• EXTRACT
----
The respondent prays for orders as follows –
1. That the Court finds that the Claimant herein owes the Respondent outstanding loan amounting Kshs.981,057. 71
2. That the Court orders the Claimant to pay the Respondent as follows;
a. Outstanding loan amounting Kshs.981,057. 71.
b. Interest on (a) above at Court rates.
c. Any other relief that the court may deem just and fit to award the respondent.
Claimant’s Case
It is the claimant’s case that even before his employment was terminated his position was advertised on 18th July 2014, an indication that the respondent had already decided to terminate the claimant’s contract before the issue of deposits into his account arose on 7th August 2014. It is further the claimant’s position that the fraudulent deposits affected many accounts other than his and that other employees were treated differently by the deposits being converted to a loan while in the claimant’s case which was one of the lowest deposits his employment was terminated.
It is further the claimant’s position that he is the one who blew the whistle and that after being informed of the fraudulent deposits in his account the claimant wrote to the Acting Chief Executive Officer asking that the deposit be reversed.
It is further the claimant’s submission that the disciplinary process was illegal as the claimant had already moved to court to stop the process and that the letter inviting him for disciplinary hearing did not state the charges against him. The clamant submits that he was invited for a disciplinary hearing on 4th November 2014 but on the morning of the hearing was called and advised that the disciplinary hearing had been postponed.
That the notice to show cause and the letter extending the suspension were written on 5th November 2014. It is submitted that the extension was outside the three months period limited by the SACCO regulations within which disciplinary proceedings must be concluded. It is further submitted that the claimant was invited for disciplinary hearing by sms, which is not a recognised mode of communication.
----
[Dataset items]
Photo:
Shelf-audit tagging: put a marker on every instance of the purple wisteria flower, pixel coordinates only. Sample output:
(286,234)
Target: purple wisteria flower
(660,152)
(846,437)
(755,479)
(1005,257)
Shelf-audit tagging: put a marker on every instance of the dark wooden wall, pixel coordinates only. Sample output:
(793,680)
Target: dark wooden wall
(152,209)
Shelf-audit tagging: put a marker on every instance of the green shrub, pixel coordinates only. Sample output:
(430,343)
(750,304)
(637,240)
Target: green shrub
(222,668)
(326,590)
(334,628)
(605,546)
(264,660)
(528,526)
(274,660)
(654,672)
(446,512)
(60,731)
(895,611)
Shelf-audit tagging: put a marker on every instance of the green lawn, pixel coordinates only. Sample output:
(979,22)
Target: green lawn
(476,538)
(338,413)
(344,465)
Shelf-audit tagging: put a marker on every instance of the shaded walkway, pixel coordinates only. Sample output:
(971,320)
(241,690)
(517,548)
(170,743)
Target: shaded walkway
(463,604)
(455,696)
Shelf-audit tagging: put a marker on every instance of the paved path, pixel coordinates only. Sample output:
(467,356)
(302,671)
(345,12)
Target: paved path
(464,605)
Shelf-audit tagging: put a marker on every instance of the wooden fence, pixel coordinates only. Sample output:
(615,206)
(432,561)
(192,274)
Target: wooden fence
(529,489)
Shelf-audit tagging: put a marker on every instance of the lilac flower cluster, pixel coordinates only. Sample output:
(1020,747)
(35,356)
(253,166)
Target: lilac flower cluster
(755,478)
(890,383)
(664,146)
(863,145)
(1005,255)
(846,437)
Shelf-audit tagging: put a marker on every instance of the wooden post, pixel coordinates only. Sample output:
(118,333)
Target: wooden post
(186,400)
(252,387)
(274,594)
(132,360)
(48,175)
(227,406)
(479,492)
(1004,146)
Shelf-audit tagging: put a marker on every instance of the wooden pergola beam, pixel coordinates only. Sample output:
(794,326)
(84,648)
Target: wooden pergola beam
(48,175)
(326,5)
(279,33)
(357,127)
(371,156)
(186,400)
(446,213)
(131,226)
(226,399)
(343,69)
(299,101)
----
• DIRECTIVES
- a) Please quote the employment case excerpt from "It is further the claimant’s position that he" up to and including "had been postponed.".
- b) According to the employment case excerpt, on what date was the claimant's position advertised?

• COMPLETED EXERCISE
- a)
It is further the claimant’s position that he is the one who blew the whistle and that after being informed of the fraudulent deposits in his account the claimant wrote to the Acting Chief Executive Officer asking that the deposit be reversed.
It is further the claimant’s submission that the disciplinary process was illegal as the claimant had already moved to court to stop the process and that the letter inviting him for disciplinary hearing did not state the charges against him. The clamant submits that he was invited for a disciplinary hearing on 4th November 2014 but on the morning of the hearing was called and advised that the disciplinary hearing had been postponed.

- b) 18th July 2014